| Fragmento de la página |
Ateísmo y crítica marxista


Charla pronunciada por Paco Miñarro, Coordinador de la Federación Internacional de Ateos (FIdA), en la Fundació d'Investigacions Marxistes del País Valencià, el 11 de febrero de 2009.

Es muy posible que la invitación que nos ha hecho la Fundació d’Investigacions Marxistes del País Valencià para charlar sobre “Ateísmo” venga propiciada por la repercusión mediática que durante los últimos meses parecen haber tenido algunas campañas de propaganda por parte de colectivos ateos. El movimiento ateo contemporáneo no es, sin embargo, un bloque monolítico. Puede decirse que existen dos ramas bien diferenciadas. En un lado se encontrarían aquellos más influidos por el ateísmo anglosajón, cuya finalidad en política se detiene en el laicismo y que se apoya, especialmente, en la defensa de la teoría evolucionista frente al avance del creacionismo. Por otro, quienes no ocultan su anticlericalismo, entendido como una posición defensiva, y que denuncian la intrínseca nocividad del pensamiento mágico o religioso. La FIdA se sitúa en la postura más radical a este respecto, y no ha dudado en declarar abiertamente, frente a iglesias y conventículos, su agresividad crítica. No queremos “una equiparación de derechos con los creyentes”, a la que aspira por ejemplo la Unión de Ateos y Librepensadores, ni pensamos estar “discriminados” por nuestra irreligiosidad. A lo que apuntamos como una necesidad es al fin de la civilización teísta, al considerarla un obstáculo para los deseos de emancipación intelectual, psicológica, económica y social de los individuos y de las sociedades humanas.

| Consigna 1 |
Explica, según la charla, por qué la FIdA considera necesario el fin de la civilización teísta.

| Datos registrados |
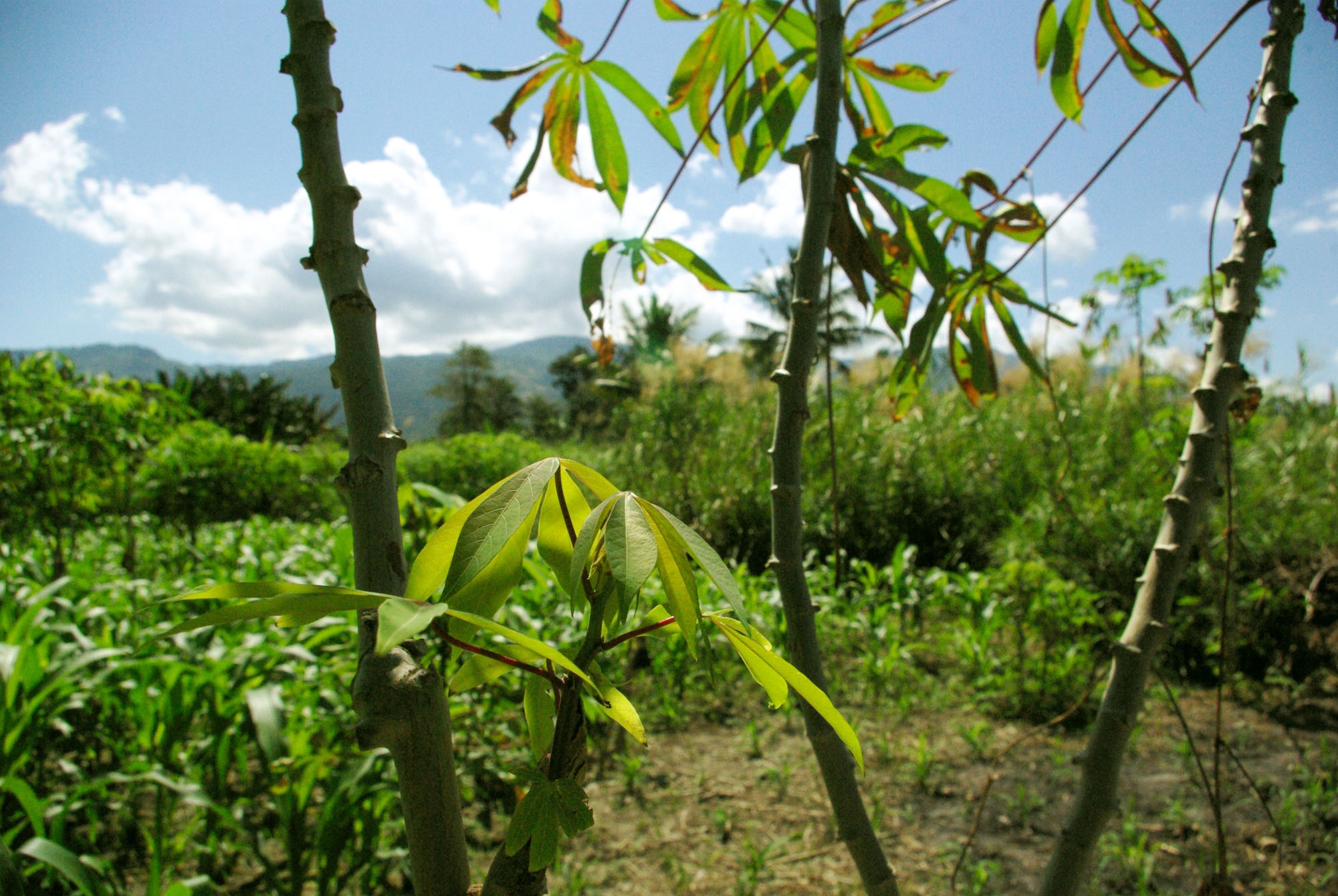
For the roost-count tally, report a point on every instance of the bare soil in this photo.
* * *
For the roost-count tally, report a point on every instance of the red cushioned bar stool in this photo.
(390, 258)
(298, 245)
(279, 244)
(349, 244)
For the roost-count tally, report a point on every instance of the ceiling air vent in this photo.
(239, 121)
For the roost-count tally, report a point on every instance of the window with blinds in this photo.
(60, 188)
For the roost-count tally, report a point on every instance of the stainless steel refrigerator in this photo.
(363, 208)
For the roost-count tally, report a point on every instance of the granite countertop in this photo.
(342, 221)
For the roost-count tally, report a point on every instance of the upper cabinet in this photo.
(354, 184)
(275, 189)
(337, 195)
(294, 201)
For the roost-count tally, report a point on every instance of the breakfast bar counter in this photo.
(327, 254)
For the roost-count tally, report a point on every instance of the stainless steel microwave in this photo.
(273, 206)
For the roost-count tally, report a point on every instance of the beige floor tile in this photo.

| Consigna 2 |
Reproduce literalmente, de los registros, el tramo que va desde la línea que contiene "microwave in this photo." hasta la línea que contiene "tile in this photo.", ambas incluidas.

| Respuesta completa 1 |
La FIdA considera necesario el fin de la civilización teísta porque la ve como un obstáculo para los deseos de emancipación intelectual, psicológica, económica y social de los individuos y de las sociedades humanas.

| Respuesta completa 2 |
For the roost-count tally, report a point on every instance of the stainless steel microwave in this photo.
(273, 206)
For the roost-count tally, report a point on every instance of the beige floor tile in this photo.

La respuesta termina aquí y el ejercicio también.